The request: Restate the entries below word for word, omitting nothing.

Material for the task:

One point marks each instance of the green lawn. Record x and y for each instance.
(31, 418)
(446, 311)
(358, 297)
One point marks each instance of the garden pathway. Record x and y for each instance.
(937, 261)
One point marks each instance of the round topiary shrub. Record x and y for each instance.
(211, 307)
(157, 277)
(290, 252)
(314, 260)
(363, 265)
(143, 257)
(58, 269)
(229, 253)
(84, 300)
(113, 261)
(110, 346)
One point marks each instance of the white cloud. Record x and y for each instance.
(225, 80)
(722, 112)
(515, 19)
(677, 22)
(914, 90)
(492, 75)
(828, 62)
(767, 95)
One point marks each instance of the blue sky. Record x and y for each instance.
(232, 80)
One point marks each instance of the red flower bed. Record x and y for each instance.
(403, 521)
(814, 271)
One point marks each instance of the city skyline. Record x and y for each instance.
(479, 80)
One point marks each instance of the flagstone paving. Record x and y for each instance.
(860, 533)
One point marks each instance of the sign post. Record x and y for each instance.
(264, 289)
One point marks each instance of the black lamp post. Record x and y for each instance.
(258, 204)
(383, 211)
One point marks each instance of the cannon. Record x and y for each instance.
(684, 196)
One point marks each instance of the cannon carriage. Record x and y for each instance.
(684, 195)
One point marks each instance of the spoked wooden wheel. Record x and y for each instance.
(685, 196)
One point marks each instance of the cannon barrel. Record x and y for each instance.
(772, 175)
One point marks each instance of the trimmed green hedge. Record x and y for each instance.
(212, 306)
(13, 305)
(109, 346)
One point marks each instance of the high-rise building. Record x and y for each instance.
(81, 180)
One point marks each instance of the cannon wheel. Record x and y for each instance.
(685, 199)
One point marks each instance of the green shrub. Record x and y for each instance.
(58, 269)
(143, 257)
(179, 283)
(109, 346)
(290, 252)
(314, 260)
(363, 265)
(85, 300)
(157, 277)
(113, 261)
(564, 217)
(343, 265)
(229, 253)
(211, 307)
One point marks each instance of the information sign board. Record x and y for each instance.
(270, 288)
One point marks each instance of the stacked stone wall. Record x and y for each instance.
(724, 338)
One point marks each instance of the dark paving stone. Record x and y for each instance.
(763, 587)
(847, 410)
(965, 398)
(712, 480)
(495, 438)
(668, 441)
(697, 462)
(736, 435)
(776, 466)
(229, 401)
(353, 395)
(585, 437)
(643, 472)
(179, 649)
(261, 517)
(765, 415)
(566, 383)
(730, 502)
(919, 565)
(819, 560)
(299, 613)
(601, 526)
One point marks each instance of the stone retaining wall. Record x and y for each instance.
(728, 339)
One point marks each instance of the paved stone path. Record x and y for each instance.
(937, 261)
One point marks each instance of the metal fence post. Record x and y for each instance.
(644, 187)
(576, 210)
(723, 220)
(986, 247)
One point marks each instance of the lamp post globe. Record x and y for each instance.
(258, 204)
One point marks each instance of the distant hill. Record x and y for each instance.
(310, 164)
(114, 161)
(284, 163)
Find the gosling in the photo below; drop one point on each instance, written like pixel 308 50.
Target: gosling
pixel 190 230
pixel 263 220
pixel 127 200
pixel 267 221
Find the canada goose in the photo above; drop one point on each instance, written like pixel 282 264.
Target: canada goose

Complete response:
One point marks each instance of the green lawn. Record x and y for each instance.
(31, 418)
(446, 311)
(358, 297)
One point marks each instance of the garden pathway. Record x and y for each instance.
(937, 261)
One point marks each instance of the round topiary shrub. Record x and y for each instance.
(211, 307)
(157, 277)
(290, 252)
(314, 260)
(363, 265)
(143, 257)
(58, 269)
(229, 253)
(84, 300)
(113, 261)
(110, 346)
One point marks each instance of the white cloud. Record x and y for each instance.
(225, 80)
(722, 112)
(515, 19)
(677, 22)
(914, 90)
(492, 75)
(828, 62)
(767, 95)
One point marks each instance of the blue sky. Record x and y for each instance.
(232, 80)
One point marks each instance of the red flower bed. Record x and y for each instance.
(403, 521)
(814, 271)
One point marks each instance of the city skyline. Record x and y for each instance.
(479, 80)
One point marks each instance of the flagstone paving. Record x and y for each instance.
(860, 533)
One point marks each instance of the sign post. Record x and y for each instance.
(264, 289)
One point marks each instance of the black lamp post. Record x and y for each instance.
(258, 204)
(383, 211)
One point marks each instance of the cannon. Record x and y for each instance.
(684, 196)
One point marks each instance of the cannon carriage. Record x and y for each instance.
(684, 195)
One point marks each instance of the spoked wooden wheel. Record x and y for each instance.
(685, 196)
One point marks each instance of the cannon barrel. Record x and y for each instance.
(772, 175)
One point marks each instance of the trimmed green hedge. Record x and y for each instance.
(212, 306)
(13, 305)
(109, 346)
One point marks each instance of the high-rise building. Record x and y for each instance.
(81, 180)
One point marks each instance of the cannon wheel. Record x and y for each instance.
(685, 199)
One point marks each instance of the green shrub. Record x and y for each instance.
(58, 269)
(143, 257)
(179, 283)
(109, 346)
(290, 252)
(314, 260)
(363, 265)
(85, 300)
(157, 277)
(113, 261)
(564, 217)
(343, 265)
(229, 253)
(211, 307)
One point marks each instance of the information sign board. Record x and y for each instance.
(270, 288)
One point marks each instance of the stacked stone wall. Record x and y for each instance.
(724, 338)
One point marks each instance of the dark paving stone. Record x and y for each instance.
(763, 587)
(847, 410)
(965, 398)
(712, 480)
(495, 438)
(668, 441)
(697, 462)
(736, 435)
(776, 466)
(229, 401)
(353, 395)
(585, 437)
(643, 472)
(179, 649)
(261, 517)
(765, 415)
(566, 383)
(730, 502)
(919, 565)
(819, 560)
(299, 613)
(601, 526)
One point marks each instance of the stone retaining wall. Record x and y for each instance.
(728, 339)
One point marks each instance of the paved stone path. Record x and y for each instance.
(937, 261)
One point marks each instance of the metal fence post. Record x and y for each instance.
(644, 187)
(576, 210)
(723, 220)
(986, 247)
One point marks each instance of the lamp post globe. Record x and y for each instance.
(258, 204)
One point marks each instance of the distant hill. Record x and y for each instance.
(310, 164)
(114, 161)
(284, 163)
Find the gosling in the photo below; drop one point on each instance, written like pixel 308 50.
Target: gosling
pixel 190 230
pixel 263 220
pixel 127 200
pixel 267 221
Find the canada goose in the photo above; drop one point on each instance, written like pixel 282 264.
Target: canada goose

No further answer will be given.